Update the listing by changing every "Format" to "Write" and leaving everything else unchanged.

ENTRIES:
________________________

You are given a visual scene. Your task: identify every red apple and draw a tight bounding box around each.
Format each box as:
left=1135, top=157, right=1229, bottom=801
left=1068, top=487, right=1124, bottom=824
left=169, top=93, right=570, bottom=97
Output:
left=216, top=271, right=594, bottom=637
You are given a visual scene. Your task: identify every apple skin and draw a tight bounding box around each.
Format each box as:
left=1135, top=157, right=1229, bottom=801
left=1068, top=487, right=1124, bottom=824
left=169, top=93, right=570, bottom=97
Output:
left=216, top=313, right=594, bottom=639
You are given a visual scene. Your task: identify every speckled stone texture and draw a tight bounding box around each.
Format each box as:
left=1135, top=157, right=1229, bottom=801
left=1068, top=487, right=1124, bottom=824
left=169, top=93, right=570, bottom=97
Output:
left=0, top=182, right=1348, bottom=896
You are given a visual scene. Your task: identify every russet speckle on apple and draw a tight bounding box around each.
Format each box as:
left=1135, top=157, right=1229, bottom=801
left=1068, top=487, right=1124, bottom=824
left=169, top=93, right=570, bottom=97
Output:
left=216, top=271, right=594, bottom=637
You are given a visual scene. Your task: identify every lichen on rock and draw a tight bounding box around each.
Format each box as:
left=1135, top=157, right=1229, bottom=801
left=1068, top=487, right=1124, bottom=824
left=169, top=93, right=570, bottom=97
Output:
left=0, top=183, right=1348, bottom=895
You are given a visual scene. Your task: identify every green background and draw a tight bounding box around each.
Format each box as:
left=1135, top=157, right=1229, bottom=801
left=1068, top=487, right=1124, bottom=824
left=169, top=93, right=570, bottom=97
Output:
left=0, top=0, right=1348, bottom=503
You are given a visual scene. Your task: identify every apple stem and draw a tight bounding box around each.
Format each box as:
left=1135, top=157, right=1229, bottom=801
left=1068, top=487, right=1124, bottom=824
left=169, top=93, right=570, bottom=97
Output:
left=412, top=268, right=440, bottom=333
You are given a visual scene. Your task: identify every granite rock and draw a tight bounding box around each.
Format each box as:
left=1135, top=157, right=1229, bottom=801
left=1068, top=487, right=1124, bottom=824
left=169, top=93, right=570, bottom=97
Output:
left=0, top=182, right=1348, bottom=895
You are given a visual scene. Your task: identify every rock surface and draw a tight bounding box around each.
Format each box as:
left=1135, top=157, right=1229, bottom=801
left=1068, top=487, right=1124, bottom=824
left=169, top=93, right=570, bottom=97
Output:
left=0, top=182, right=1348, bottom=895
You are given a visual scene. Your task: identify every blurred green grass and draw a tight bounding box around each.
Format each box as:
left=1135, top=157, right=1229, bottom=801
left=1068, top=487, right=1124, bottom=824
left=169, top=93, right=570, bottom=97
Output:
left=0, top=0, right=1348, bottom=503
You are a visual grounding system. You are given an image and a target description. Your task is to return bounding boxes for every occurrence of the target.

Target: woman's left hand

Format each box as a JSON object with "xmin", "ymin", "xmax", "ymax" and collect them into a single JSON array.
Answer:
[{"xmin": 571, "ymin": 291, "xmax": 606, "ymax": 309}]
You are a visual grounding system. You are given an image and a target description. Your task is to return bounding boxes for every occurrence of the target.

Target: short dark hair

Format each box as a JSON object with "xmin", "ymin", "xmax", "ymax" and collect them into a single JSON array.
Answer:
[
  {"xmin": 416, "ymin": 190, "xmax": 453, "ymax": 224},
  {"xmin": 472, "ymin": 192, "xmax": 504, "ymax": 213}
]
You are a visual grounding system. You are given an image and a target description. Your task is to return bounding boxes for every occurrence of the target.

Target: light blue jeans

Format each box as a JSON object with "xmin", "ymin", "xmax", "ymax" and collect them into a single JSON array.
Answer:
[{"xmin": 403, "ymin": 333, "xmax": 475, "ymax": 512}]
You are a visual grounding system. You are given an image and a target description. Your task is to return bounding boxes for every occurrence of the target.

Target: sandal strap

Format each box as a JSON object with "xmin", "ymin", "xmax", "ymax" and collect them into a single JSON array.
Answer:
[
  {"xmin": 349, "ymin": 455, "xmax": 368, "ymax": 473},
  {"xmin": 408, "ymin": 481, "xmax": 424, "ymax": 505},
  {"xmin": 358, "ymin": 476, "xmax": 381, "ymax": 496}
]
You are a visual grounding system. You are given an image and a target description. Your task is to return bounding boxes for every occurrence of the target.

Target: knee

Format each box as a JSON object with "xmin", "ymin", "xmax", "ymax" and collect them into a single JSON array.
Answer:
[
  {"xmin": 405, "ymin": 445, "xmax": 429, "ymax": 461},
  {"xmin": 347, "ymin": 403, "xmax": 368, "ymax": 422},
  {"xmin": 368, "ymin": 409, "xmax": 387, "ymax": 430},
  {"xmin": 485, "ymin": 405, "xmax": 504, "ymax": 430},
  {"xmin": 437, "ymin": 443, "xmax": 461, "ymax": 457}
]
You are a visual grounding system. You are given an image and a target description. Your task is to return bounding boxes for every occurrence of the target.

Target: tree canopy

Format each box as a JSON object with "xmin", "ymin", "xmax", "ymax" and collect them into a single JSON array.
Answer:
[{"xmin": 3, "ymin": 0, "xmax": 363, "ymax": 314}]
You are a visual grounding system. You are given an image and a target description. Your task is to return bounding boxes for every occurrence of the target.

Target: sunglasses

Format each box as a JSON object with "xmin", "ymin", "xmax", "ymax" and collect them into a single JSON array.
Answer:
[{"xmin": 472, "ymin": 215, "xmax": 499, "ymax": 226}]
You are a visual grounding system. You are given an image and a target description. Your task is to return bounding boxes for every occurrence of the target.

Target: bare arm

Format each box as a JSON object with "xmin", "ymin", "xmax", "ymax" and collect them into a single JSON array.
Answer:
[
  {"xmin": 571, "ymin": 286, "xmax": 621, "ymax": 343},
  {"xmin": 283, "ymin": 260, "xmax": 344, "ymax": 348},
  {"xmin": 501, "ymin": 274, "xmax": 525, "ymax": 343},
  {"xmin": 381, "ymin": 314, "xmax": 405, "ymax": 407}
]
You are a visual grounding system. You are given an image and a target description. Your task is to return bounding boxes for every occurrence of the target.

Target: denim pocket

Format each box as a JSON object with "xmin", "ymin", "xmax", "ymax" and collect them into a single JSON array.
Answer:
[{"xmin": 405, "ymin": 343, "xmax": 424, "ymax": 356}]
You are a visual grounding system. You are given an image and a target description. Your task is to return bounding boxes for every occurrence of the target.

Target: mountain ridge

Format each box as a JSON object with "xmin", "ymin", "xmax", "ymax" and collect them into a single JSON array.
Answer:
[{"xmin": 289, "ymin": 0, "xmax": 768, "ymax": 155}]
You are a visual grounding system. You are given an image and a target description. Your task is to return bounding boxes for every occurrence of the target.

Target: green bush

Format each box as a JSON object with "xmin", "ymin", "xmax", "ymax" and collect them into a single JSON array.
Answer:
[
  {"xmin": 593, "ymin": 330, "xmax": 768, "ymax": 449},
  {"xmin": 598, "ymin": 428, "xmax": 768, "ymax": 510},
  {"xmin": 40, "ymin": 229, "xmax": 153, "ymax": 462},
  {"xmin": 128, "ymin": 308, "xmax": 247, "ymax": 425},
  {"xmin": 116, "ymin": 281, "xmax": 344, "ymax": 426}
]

________________________

RESULT OF THIS TASK:
You are given a visual scene. Your task: identify every red apple and draw a tight bounding box around each.
Write each box as:
left=1135, top=157, right=1229, bottom=801
left=1068, top=487, right=1124, bottom=824
left=169, top=93, right=570, bottom=97
Output:
left=216, top=271, right=594, bottom=637
You are given a visual scene. Your task: identify every apple skin and draw a tight bounding box around each.
Write each box as:
left=1135, top=157, right=1229, bottom=801
left=1068, top=487, right=1124, bottom=824
left=169, top=93, right=570, bottom=97
Output:
left=216, top=313, right=594, bottom=639
You are given a visual scene. Your task: identify every speckled stone texture and draw a tight bounding box around each.
Write each box as:
left=1135, top=157, right=1229, bottom=801
left=1068, top=487, right=1124, bottom=824
left=169, top=93, right=570, bottom=97
Output:
left=0, top=182, right=1348, bottom=896
You are given a visual scene. Your task: identify every russet speckle on apple and draw a tight bounding box around each.
Write each box as:
left=1135, top=157, right=1229, bottom=801
left=1068, top=487, right=1124, bottom=824
left=169, top=93, right=570, bottom=97
Output:
left=216, top=271, right=594, bottom=637
You are given a visual scene. Your task: identify every lichen on rock and draw a tight bounding box around each.
Write each box as:
left=1135, top=157, right=1229, bottom=801
left=1068, top=487, right=1124, bottom=824
left=169, top=93, right=570, bottom=97
Output:
left=0, top=183, right=1348, bottom=895
You are given a visual scene. Your task: identify every green background and draw a tight bounding box around each.
Write each box as:
left=1135, top=157, right=1229, bottom=801
left=1068, top=487, right=1124, bottom=824
left=169, top=93, right=570, bottom=97
Output:
left=0, top=0, right=1348, bottom=503
You are given a visual scene. Your task: identify every apple stem and draw a tight bounding box around each.
Write each box as:
left=1135, top=157, right=1229, bottom=801
left=1068, top=487, right=1124, bottom=824
left=169, top=93, right=570, bottom=97
Output:
left=412, top=268, right=440, bottom=333
You are given a visual scene. Your task: identify every granite rock and draw a tight bounding box around each.
Write each box as:
left=1135, top=157, right=1229, bottom=801
left=1068, top=487, right=1124, bottom=824
left=169, top=93, right=570, bottom=97
Output:
left=0, top=182, right=1348, bottom=895
You are given a visual scene. Your task: identify every rock surface and draw a tight bounding box around each.
Write each box as:
left=1135, top=157, right=1229, bottom=801
left=1068, top=487, right=1124, bottom=824
left=169, top=93, right=570, bottom=97
Output:
left=0, top=182, right=1348, bottom=895
You are given a visual scene. Your task: identify every blurred green grass and draw a tight bounding box around each.
Write each box as:
left=1135, top=157, right=1229, bottom=801
left=1068, top=487, right=1124, bottom=824
left=169, top=93, right=570, bottom=97
Output:
left=0, top=0, right=1348, bottom=503
You are a visual grounding system. You are given an image and a target description. Your task is to return bounding boxes for every occurrence of the target.

Target: woman's left hand

Write each box as a JSON object with "xmin", "ymin", "xmax", "ymax" and collect them into a single JSON array.
Answer:
[{"xmin": 571, "ymin": 291, "xmax": 606, "ymax": 309}]
You are a visual grounding system. You are given an image and a target description. Your task is to return bounding boxes for every occurrence of the target.

Target: short dark hair

Write each box as a JSON object with "xmin", "ymin", "xmax", "ymax" and collect them into a single JSON array.
Answer:
[
  {"xmin": 416, "ymin": 190, "xmax": 453, "ymax": 224},
  {"xmin": 472, "ymin": 192, "xmax": 504, "ymax": 213}
]
You are a visual grounding system. You are given an image and a target description. Your task is to return bounding boxes for every occurrence of the target.

Target: light blue jeans

Write each box as a JSON object with "xmin", "ymin", "xmax", "ymax" and collect them into a single JSON array.
Answer:
[{"xmin": 403, "ymin": 333, "xmax": 475, "ymax": 512}]
You are a visual grounding system. You are given an image and a target description. Your task is to return bounding boxes for every occurrence of the target.

Target: sandal strap

Write each box as a JSON object with "xmin", "ymin", "xmax", "ymax" and collect them into a single JSON array.
Answer:
[
  {"xmin": 349, "ymin": 455, "xmax": 368, "ymax": 473},
  {"xmin": 408, "ymin": 481, "xmax": 424, "ymax": 505},
  {"xmin": 358, "ymin": 476, "xmax": 381, "ymax": 496}
]
You are a visual grounding system. You are given an image and a target description. Your task is to return bounding boxes for every occurrence of the target.

Target: knee

Write each box as a JSON object with "xmin", "ymin", "xmax", "ymax" and collect them into a single JSON array.
Answer:
[
  {"xmin": 405, "ymin": 445, "xmax": 429, "ymax": 461},
  {"xmin": 347, "ymin": 403, "xmax": 368, "ymax": 422},
  {"xmin": 368, "ymin": 409, "xmax": 387, "ymax": 430},
  {"xmin": 485, "ymin": 405, "xmax": 504, "ymax": 430},
  {"xmin": 437, "ymin": 443, "xmax": 461, "ymax": 457}
]
You are a visual grounding system. You are given an image and a target description. Your task is to return bounding boxes for every occurrence of the target.

Target: tree canopy

Write each box as a JSON object with "xmin", "ymin", "xmax", "ymax" and collect them into a single JSON array.
Answer:
[{"xmin": 3, "ymin": 0, "xmax": 363, "ymax": 314}]
You are a visual grounding system. You are given an image and a target description. Your task is to return bounding boxes for every occurrence of the target.

Target: sunglasses

Write each box as a JSON object with "xmin", "ymin", "xmax", "ymax" and collect them into a single JSON array.
Answer:
[{"xmin": 472, "ymin": 215, "xmax": 499, "ymax": 226}]
You are a visual grounding system. You are given an image and a target description. Your task is to return bounding boxes for every occurrence of the target.

Target: bare arm

Write each box as a JSON object with "xmin", "ymin", "xmax", "ymax" and collect them into a single JSON array.
Answer:
[
  {"xmin": 571, "ymin": 286, "xmax": 621, "ymax": 343},
  {"xmin": 283, "ymin": 260, "xmax": 344, "ymax": 348},
  {"xmin": 501, "ymin": 274, "xmax": 525, "ymax": 343},
  {"xmin": 381, "ymin": 314, "xmax": 405, "ymax": 407}
]
You are a visual grounding system. You are given an image and a target description. Your task is to return bounding boxes for every occurrence of the target.

Target: denim pocket

Write each box as a JSON object with "xmin", "ymin", "xmax", "ymax" and collect them into a single JSON array.
Answer:
[{"xmin": 405, "ymin": 343, "xmax": 424, "ymax": 356}]
You are a visual grounding system. You are given an image and a target description. Your task is to return bounding boxes for every occurrence of the target.

Target: mountain ridge

Write each box as a JSON object with "xmin", "ymin", "xmax", "ymax" and collect them into a single JSON array.
Answer:
[{"xmin": 289, "ymin": 0, "xmax": 768, "ymax": 155}]
You are a visual grounding system. You are given an image and a target description. Your task is to return bounding boxes for every occurrence of the target.

Target: green bush

Write each box as a JSON object with "xmin", "ymin", "xmax", "ymax" and collect them into a single JSON array.
Answer:
[
  {"xmin": 593, "ymin": 330, "xmax": 768, "ymax": 449},
  {"xmin": 598, "ymin": 428, "xmax": 768, "ymax": 510},
  {"xmin": 40, "ymin": 229, "xmax": 153, "ymax": 462},
  {"xmin": 128, "ymin": 308, "xmax": 247, "ymax": 425},
  {"xmin": 116, "ymin": 281, "xmax": 344, "ymax": 426}
]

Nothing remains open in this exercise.